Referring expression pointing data

•••••

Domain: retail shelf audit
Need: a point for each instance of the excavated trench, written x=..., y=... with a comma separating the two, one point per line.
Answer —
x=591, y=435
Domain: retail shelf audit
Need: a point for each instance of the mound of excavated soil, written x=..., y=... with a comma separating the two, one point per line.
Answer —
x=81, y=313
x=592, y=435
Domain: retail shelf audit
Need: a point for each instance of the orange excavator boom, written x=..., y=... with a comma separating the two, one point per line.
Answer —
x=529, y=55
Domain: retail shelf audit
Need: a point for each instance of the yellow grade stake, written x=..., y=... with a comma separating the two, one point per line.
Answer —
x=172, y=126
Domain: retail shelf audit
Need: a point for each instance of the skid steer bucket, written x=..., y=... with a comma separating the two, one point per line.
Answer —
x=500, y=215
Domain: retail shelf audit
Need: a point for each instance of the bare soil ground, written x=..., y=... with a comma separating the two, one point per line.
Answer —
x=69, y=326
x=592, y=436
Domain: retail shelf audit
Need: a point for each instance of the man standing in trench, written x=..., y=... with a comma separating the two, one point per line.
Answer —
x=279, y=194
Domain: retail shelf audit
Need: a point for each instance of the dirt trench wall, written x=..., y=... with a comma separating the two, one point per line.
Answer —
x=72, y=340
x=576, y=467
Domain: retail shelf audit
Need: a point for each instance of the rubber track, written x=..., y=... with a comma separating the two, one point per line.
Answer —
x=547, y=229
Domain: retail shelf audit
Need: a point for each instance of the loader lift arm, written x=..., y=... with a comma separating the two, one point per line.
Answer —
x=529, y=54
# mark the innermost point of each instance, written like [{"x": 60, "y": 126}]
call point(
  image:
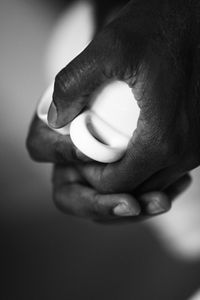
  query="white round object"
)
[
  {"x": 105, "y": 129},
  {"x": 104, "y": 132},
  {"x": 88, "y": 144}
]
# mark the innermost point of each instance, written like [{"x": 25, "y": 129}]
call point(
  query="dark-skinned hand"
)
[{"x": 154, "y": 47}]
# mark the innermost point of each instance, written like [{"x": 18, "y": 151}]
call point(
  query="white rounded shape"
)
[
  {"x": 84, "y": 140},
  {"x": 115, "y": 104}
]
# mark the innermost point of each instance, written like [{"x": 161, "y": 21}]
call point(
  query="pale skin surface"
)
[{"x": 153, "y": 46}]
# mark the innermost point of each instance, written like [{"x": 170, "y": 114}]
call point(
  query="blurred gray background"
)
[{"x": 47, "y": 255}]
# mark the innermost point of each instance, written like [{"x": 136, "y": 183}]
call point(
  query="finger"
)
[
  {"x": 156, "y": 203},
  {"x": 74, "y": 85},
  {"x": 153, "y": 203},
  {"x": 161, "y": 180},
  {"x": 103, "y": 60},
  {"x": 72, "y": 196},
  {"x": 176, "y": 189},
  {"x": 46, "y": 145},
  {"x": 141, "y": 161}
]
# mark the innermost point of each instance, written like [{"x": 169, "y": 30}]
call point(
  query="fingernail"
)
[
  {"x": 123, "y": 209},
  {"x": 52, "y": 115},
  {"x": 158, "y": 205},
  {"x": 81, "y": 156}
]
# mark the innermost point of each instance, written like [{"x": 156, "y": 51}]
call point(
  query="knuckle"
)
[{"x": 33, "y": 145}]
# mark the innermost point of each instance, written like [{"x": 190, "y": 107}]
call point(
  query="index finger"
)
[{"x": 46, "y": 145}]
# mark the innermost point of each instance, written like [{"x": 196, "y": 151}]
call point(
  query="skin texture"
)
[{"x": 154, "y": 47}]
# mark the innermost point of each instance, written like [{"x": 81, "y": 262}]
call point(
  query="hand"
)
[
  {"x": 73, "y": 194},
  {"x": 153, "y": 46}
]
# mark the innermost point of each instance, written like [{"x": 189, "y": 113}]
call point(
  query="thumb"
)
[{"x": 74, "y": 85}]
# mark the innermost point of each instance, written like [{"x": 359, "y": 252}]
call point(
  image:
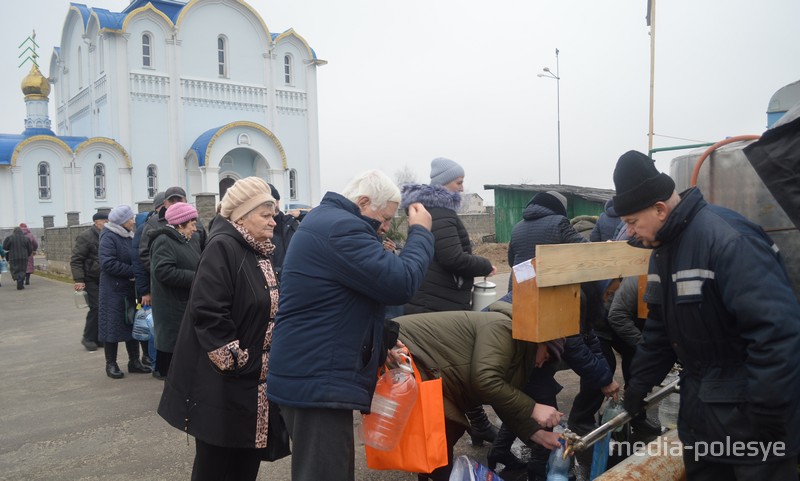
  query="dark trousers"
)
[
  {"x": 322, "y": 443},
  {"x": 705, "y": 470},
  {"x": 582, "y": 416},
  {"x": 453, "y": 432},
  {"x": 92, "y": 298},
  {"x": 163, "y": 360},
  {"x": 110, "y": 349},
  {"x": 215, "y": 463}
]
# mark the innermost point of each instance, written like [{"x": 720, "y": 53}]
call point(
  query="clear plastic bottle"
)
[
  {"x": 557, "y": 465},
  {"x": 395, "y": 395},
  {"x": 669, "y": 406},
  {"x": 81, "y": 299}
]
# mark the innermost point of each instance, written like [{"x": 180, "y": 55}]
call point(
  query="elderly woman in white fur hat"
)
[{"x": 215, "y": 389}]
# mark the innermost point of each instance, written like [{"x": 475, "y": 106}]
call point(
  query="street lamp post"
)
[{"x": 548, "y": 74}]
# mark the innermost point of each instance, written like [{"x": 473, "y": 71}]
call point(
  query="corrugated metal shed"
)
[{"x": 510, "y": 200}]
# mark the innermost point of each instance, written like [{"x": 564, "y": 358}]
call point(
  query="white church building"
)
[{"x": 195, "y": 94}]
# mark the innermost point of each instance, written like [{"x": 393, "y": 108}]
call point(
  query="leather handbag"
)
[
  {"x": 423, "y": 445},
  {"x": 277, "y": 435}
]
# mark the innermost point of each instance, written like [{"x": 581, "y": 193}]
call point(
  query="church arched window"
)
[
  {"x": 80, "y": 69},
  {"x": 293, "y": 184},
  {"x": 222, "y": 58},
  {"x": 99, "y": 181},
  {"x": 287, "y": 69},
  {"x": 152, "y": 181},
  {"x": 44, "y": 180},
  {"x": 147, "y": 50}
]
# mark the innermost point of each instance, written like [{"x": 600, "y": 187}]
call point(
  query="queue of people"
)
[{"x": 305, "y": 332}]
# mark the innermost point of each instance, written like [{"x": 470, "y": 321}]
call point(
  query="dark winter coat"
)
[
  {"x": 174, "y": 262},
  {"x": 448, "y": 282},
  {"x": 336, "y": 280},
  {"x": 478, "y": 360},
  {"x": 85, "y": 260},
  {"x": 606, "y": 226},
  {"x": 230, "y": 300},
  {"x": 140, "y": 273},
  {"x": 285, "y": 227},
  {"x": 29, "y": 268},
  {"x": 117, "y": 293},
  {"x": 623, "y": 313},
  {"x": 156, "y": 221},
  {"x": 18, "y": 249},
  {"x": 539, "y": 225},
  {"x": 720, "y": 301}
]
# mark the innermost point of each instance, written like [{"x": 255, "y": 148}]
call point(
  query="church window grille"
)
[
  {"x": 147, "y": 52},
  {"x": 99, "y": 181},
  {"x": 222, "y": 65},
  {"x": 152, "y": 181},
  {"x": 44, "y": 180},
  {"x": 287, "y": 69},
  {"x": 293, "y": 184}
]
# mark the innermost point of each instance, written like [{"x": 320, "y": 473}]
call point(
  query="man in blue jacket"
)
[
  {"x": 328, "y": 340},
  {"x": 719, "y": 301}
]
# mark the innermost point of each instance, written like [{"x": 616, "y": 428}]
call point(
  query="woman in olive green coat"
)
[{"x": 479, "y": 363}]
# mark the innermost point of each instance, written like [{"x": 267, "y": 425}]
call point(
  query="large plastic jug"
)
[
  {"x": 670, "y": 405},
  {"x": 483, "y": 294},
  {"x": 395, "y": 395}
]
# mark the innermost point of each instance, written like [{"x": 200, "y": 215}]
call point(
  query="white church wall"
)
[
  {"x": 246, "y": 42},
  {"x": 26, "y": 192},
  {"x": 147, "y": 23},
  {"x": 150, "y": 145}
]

•••••

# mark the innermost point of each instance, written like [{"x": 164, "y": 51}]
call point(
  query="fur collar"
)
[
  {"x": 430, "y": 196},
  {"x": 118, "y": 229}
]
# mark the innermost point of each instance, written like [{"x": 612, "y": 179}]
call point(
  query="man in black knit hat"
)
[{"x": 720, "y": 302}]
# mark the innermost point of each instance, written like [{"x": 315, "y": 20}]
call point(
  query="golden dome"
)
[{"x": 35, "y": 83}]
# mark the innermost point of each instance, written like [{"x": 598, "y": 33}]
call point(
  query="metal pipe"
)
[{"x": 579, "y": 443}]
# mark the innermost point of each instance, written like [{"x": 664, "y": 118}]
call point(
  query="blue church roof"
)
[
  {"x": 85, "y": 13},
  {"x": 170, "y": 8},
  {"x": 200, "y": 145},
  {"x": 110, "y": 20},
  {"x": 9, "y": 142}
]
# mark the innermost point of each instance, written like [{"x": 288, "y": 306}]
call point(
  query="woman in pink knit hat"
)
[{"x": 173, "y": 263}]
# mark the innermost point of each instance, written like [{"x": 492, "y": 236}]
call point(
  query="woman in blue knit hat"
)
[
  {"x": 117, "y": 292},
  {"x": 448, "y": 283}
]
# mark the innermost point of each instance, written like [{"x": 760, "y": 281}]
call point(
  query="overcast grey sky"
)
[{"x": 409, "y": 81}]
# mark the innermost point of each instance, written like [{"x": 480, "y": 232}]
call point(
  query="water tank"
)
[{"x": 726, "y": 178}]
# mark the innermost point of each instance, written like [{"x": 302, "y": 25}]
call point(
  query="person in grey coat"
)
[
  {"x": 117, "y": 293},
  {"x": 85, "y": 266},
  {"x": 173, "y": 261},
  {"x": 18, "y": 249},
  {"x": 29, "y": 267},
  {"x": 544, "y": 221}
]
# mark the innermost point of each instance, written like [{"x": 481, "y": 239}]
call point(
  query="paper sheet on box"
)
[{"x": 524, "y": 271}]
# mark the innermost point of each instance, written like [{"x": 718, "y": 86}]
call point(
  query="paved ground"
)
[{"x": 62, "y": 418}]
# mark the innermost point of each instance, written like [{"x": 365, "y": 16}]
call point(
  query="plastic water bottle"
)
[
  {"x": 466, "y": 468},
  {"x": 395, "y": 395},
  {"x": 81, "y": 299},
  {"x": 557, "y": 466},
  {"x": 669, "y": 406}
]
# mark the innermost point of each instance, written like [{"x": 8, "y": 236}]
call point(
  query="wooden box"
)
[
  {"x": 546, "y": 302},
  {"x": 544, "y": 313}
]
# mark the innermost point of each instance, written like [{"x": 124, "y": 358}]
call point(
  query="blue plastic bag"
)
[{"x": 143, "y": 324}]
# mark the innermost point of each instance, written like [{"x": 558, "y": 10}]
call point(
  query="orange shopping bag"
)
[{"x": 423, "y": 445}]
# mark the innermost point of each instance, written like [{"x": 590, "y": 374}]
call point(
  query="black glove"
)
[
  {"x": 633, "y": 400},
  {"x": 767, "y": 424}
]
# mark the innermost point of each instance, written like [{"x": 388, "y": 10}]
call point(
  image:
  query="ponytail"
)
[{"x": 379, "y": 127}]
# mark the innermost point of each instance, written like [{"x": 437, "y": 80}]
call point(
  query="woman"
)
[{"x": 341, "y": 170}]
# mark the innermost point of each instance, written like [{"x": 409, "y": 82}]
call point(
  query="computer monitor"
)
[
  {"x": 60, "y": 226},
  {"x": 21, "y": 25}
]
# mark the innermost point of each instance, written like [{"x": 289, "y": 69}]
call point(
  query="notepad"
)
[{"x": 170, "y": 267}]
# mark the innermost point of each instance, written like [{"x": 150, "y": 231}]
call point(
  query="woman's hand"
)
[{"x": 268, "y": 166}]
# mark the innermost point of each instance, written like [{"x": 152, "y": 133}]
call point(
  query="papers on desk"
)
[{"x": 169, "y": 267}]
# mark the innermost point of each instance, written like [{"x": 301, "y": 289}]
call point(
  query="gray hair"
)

•••••

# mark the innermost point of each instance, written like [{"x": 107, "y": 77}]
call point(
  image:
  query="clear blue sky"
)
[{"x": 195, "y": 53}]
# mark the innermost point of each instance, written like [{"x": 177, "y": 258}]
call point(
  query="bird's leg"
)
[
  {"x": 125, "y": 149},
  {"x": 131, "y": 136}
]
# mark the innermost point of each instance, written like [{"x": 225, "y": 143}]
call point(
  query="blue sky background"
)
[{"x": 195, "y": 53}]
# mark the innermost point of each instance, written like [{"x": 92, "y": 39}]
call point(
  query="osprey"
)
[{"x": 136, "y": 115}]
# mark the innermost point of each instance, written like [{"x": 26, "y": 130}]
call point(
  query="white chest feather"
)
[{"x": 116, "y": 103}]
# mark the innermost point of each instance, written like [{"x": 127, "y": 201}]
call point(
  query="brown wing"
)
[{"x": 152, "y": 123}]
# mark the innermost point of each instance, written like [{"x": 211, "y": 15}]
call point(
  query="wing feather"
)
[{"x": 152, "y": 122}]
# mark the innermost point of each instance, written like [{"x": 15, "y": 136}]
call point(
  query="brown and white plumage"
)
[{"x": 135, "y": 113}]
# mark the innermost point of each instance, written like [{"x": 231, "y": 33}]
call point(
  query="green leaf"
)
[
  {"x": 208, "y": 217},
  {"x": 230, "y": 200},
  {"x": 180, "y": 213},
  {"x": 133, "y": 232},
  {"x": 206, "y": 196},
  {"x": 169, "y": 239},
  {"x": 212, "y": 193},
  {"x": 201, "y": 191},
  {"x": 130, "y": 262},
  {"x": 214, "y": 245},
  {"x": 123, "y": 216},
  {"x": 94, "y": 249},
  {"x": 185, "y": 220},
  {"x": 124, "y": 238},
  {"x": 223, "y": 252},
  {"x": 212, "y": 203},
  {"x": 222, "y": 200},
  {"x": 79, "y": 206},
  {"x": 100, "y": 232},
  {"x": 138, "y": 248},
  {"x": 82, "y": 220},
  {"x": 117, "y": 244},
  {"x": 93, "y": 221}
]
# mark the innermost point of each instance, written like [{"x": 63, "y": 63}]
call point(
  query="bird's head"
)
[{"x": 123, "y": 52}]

•••••

• Goal of the exercise
Which lines above hold the string "woman"? Please copy all of them.

• Finished exercise
  query="elderly woman in white fur hat"
  query="woman in olive green coat"
  query="woman in pink knit hat"
  query="woman in blue knit hat"
  query="woman"
  query="woman's hand"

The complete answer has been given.